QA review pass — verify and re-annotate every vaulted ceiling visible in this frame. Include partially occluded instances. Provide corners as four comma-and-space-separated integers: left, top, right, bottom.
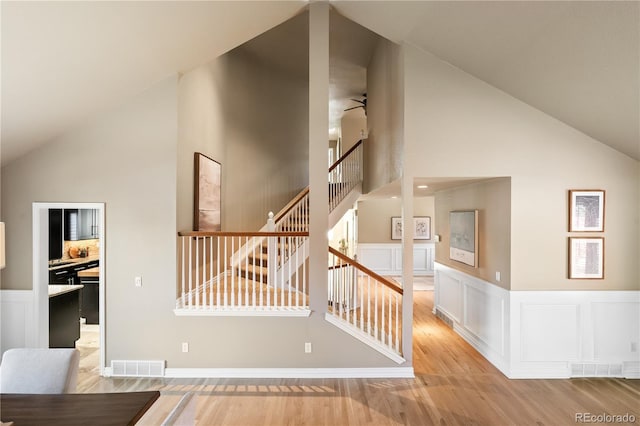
2, 1, 638, 166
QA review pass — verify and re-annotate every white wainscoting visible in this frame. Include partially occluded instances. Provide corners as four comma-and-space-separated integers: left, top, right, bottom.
0, 290, 36, 354
435, 262, 640, 379
434, 263, 510, 375
356, 243, 435, 276
510, 290, 640, 379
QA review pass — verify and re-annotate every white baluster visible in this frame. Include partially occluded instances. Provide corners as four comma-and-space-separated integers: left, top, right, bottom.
359, 271, 364, 332
374, 282, 378, 340
388, 289, 392, 347
381, 285, 385, 344
223, 236, 228, 308
209, 237, 213, 308
188, 237, 193, 308
217, 237, 221, 308
395, 294, 399, 351
181, 237, 185, 308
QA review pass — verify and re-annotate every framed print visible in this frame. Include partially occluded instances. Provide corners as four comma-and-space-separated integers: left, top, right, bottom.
194, 152, 221, 231
569, 190, 605, 232
449, 210, 478, 267
391, 217, 402, 240
569, 237, 604, 279
413, 217, 431, 240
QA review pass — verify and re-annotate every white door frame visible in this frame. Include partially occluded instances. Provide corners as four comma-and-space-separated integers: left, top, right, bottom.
32, 202, 106, 374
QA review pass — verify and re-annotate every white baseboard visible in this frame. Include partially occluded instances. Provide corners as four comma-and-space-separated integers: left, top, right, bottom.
163, 367, 414, 379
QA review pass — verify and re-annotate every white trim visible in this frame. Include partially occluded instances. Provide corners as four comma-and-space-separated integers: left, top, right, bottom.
0, 290, 36, 352
174, 308, 311, 317
434, 263, 510, 376
163, 367, 414, 379
435, 262, 640, 379
357, 243, 435, 276
32, 202, 106, 375
324, 313, 406, 364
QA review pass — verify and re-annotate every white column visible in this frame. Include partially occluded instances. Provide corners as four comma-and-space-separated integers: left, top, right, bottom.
308, 2, 330, 313
401, 174, 414, 363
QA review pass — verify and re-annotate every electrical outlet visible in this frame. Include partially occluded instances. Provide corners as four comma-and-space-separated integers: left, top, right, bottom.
182, 342, 189, 353
495, 272, 501, 282
631, 342, 637, 353
305, 342, 312, 353
135, 276, 142, 287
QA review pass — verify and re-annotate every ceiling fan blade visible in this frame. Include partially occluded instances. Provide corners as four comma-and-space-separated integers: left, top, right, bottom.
344, 106, 363, 111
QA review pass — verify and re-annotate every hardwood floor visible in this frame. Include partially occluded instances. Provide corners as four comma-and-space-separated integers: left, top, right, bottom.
77, 291, 640, 425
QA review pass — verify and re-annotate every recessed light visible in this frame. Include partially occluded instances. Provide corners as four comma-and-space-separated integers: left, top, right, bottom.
391, 196, 398, 199
417, 185, 429, 189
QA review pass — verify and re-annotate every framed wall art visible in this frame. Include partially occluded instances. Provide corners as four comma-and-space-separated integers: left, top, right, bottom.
568, 237, 604, 279
449, 210, 478, 267
391, 217, 402, 240
194, 152, 221, 231
413, 216, 431, 240
569, 190, 605, 232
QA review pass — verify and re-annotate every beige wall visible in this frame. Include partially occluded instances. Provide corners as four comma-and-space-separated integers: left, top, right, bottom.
358, 196, 434, 243
404, 45, 639, 291
340, 109, 366, 155
178, 14, 309, 232
364, 38, 403, 194
1, 77, 180, 365
434, 179, 511, 290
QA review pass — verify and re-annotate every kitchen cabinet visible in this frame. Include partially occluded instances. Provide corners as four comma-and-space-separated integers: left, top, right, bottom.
64, 209, 99, 241
78, 266, 100, 324
49, 285, 82, 348
49, 259, 99, 285
49, 209, 63, 261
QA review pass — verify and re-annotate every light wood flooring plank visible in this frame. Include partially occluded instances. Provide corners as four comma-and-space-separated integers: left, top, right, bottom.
76, 291, 640, 425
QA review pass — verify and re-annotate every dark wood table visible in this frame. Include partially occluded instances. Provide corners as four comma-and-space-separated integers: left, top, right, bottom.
0, 391, 160, 425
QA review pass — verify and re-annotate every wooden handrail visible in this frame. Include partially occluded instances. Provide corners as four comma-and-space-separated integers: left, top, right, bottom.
178, 231, 309, 237
328, 140, 363, 173
328, 247, 403, 295
274, 187, 310, 223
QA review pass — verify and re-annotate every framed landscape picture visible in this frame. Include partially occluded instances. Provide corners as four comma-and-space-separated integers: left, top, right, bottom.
569, 237, 604, 279
569, 190, 605, 232
449, 210, 478, 267
194, 152, 221, 231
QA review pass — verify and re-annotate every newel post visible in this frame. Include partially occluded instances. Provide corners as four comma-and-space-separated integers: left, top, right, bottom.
267, 212, 277, 286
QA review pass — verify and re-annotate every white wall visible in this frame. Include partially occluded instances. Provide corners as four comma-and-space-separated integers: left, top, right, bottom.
404, 45, 639, 291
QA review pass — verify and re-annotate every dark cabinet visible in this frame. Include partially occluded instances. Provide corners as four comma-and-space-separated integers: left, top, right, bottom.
49, 289, 81, 348
48, 260, 99, 285
80, 279, 99, 324
64, 209, 99, 241
49, 209, 63, 261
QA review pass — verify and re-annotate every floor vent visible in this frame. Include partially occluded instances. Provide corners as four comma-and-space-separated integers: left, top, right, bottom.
435, 309, 454, 328
570, 363, 623, 378
110, 360, 165, 377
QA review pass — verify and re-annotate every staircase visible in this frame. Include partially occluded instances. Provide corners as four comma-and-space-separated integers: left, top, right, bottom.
175, 139, 404, 360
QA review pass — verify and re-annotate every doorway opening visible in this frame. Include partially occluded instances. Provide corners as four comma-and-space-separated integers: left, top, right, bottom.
32, 202, 106, 375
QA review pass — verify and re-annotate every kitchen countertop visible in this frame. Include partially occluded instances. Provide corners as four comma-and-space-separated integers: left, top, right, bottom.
77, 267, 100, 278
48, 284, 84, 298
48, 256, 100, 271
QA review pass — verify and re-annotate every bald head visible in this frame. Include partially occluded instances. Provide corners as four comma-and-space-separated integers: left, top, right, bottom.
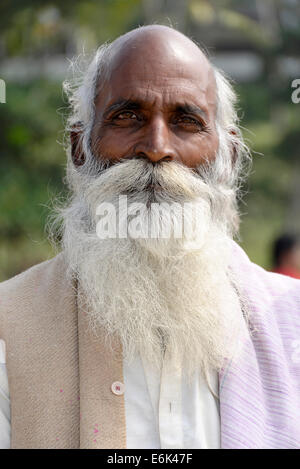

What is needed:
The records above are to be transcribed in full, with images omitted.

Response to this exercise:
QA review pass — verify and re-annotate every vaulted ceiling visible in this frame. Include partially occluded instances. Provide corners as four comma-and-space-separated integers: left, top, right, bottom.
2, 1, 638, 166
QA review pass — verify and re-annotate every white wainscoting visible in this frame. Include partially occluded instances. Provide corners as four comma-and-space-separated integers: left, top, right, bottom.
0, 290, 36, 354
435, 262, 640, 379
434, 263, 510, 375
356, 243, 435, 276
510, 290, 640, 379
QA review pass — verify and re-annotate every white baluster visible in this frame. Include partially occluded instances. Provide corners as four comma-and-space-separated integers: left, top, right, bottom.
359, 271, 364, 332
374, 282, 378, 340
388, 289, 392, 347
381, 285, 385, 344
223, 236, 228, 308
209, 237, 213, 308
188, 237, 193, 308
217, 237, 221, 308
395, 294, 399, 351
181, 237, 185, 308
QA review pass — verify and re-annotate every framed print visible in this frame. Include partially occluded instances. Provide corners as four comma-and-space-separated integers: left, top, right, bottom.
194, 152, 221, 231
569, 190, 605, 232
449, 210, 478, 267
391, 217, 402, 240
569, 237, 604, 279
413, 217, 431, 240
QA review pass — verify and re-annotate every white door frame visible in this frame. Include partially occluded instances. Provide corners as four comma-and-space-separated integers: left, top, right, bottom.
32, 202, 106, 374
QA review pass — verify and re-annotate every white baseboard visible in this frame. Include partially occluded instances. Provide corners as four comma-and-space-separated integers: left, top, right, bottom.
163, 367, 414, 379
QA review pass — verify and re-annotate every white trim visible in this frame. Include partially occluded instances. Provide corners as four comma-and-space-separated integers: left, top, right, bottom.
0, 290, 36, 352
174, 308, 311, 317
434, 263, 510, 376
163, 367, 414, 379
435, 262, 640, 379
357, 243, 435, 276
32, 202, 106, 375
324, 313, 406, 364
QA review pass — verify and re-annotate every white column visible in this frame. Include partially occluded instances. Provide corners as four comma-and-space-separated integers: left, top, right, bottom.
308, 2, 330, 313
401, 174, 414, 363
QA review pass — verify and re-annotate every electrical outlet visible in this frame. Include partially occluded instances. Provide corners as four comma-and-space-separated integers: left, top, right, bottom.
182, 342, 189, 353
495, 272, 501, 282
631, 342, 637, 353
305, 342, 312, 353
135, 276, 142, 287
QA review pass — verify and re-annotate every ceiling fan blade visible in this frame. Include partially occluded instances. Provide corners as four comma-and-space-separated integers: left, top, right, bottom.
344, 106, 363, 111
QA review pass — verify and re-annotate every hardwood floor visible in this frame. Include partially occluded instances. Provide corners as four comma-and-space-separated integers: left, top, right, bottom.
77, 291, 640, 425
QA review pass — verify and re-annotate every recessed light visible in this frame. Include partially occluded instances. Provide corners as four comma-and-space-separated integers: left, top, right, bottom.
391, 196, 398, 199
417, 185, 429, 189
QA review pass — verify and re-annotate every framed wall art visible in this frame. Include partially occluded instances. Provide corners as four comma-and-space-separated integers: left, top, right, bottom.
568, 237, 604, 279
449, 210, 478, 267
391, 217, 402, 240
194, 152, 221, 231
413, 216, 431, 240
569, 190, 605, 232
QA review pass — verify and re-annotate every beige wall visible in this frame. Include partially occluded instances. Provide corners as four comma-and-space-separated integers: left, top, right, bottom.
358, 196, 434, 243
404, 45, 639, 291
340, 109, 366, 155
178, 14, 309, 232
364, 38, 403, 194
1, 77, 180, 365
434, 179, 511, 290
QA review pass — verify and re-annotate every kitchen cabinet visible in this frame. Include partially occluded instances. Provide corners as four comma-and-space-separated integers: left, top, right, bottom.
64, 209, 99, 241
78, 266, 100, 324
49, 285, 82, 348
49, 259, 99, 285
49, 209, 63, 261
QA review pass — verify and re-annotate every light wood flooring plank visible in this frame. Include partially occluded instances. Provide corners as four comma-and-space-separated integers: left, top, right, bottom.
76, 291, 640, 425
QA review pass — verify and re-annotate every dark wood table visible in this frame. Include partially occluded instances. Provide corners as four comma-and-space-separated integers: left, top, right, bottom.
0, 391, 160, 425
QA review pass — verify and re-annotate every wooden handrail visible in this frame. Include partially occluded instances. Provide corners as four comma-and-space-separated integers: left, top, right, bottom.
178, 231, 309, 237
328, 140, 363, 173
328, 247, 403, 295
274, 187, 310, 223
QA review pass — verify and re-annotate every framed landscape picture visible in this frame. Include partially occluded instances. Provide corners as four comma-and-space-separated integers: left, top, right, bottom.
569, 237, 604, 279
569, 190, 605, 232
449, 210, 478, 267
194, 152, 221, 231
QA review pass — verify and re-annotate every newel post visible in this frame. Include partially occluded instances. Provide corners as four comma-and-space-separated integers: left, top, right, bottom.
267, 212, 277, 286
QA review pass — verify and re-annotate every white wall visible in this frame. Include partially occluded instances. Provide corners as four comma-and-space-separated integers: left, top, right, bottom.
404, 45, 639, 291
QA review pass — verify and re-annotate every dark cabinet visible in this frame. Include partially occluded instances. Provide corners as four comma-and-space-separated integers: left, top, right, bottom.
49, 289, 81, 348
48, 260, 99, 285
80, 279, 99, 324
64, 209, 99, 241
49, 209, 63, 261
QA review pass — verify and re-annotate every floor vent visible in this frame. Include partially occluded instances. Provide corners as four comma-and-space-separated integers: left, top, right, bottom.
435, 309, 454, 328
570, 363, 623, 378
110, 360, 165, 377
QA review pass — verify and re-annotate every staircase visible in this frame. Include partially occluded instances. Provide corners as four comma-and-space-separated integers: left, top, right, bottom.
175, 139, 404, 360
QA review pass — verify and re-annotate every doorway opening visible in this frame. Include partially occluded instances. Provide corners as four comma-and-space-separated integers: left, top, right, bottom.
32, 202, 106, 375
QA review pass — verify and re-annotate every kitchen countertop visible in this frame. Include partially occluded instances. Provide corners as four comma-and-space-separated integers: left, top, right, bottom.
77, 267, 100, 278
48, 284, 84, 298
48, 256, 100, 271
QA review pass — verify and re-annotate every bald head visible in this frame. Include partially occluded instances. Provide corners as four comma-and-space-separated integers: left, top, right, bottom.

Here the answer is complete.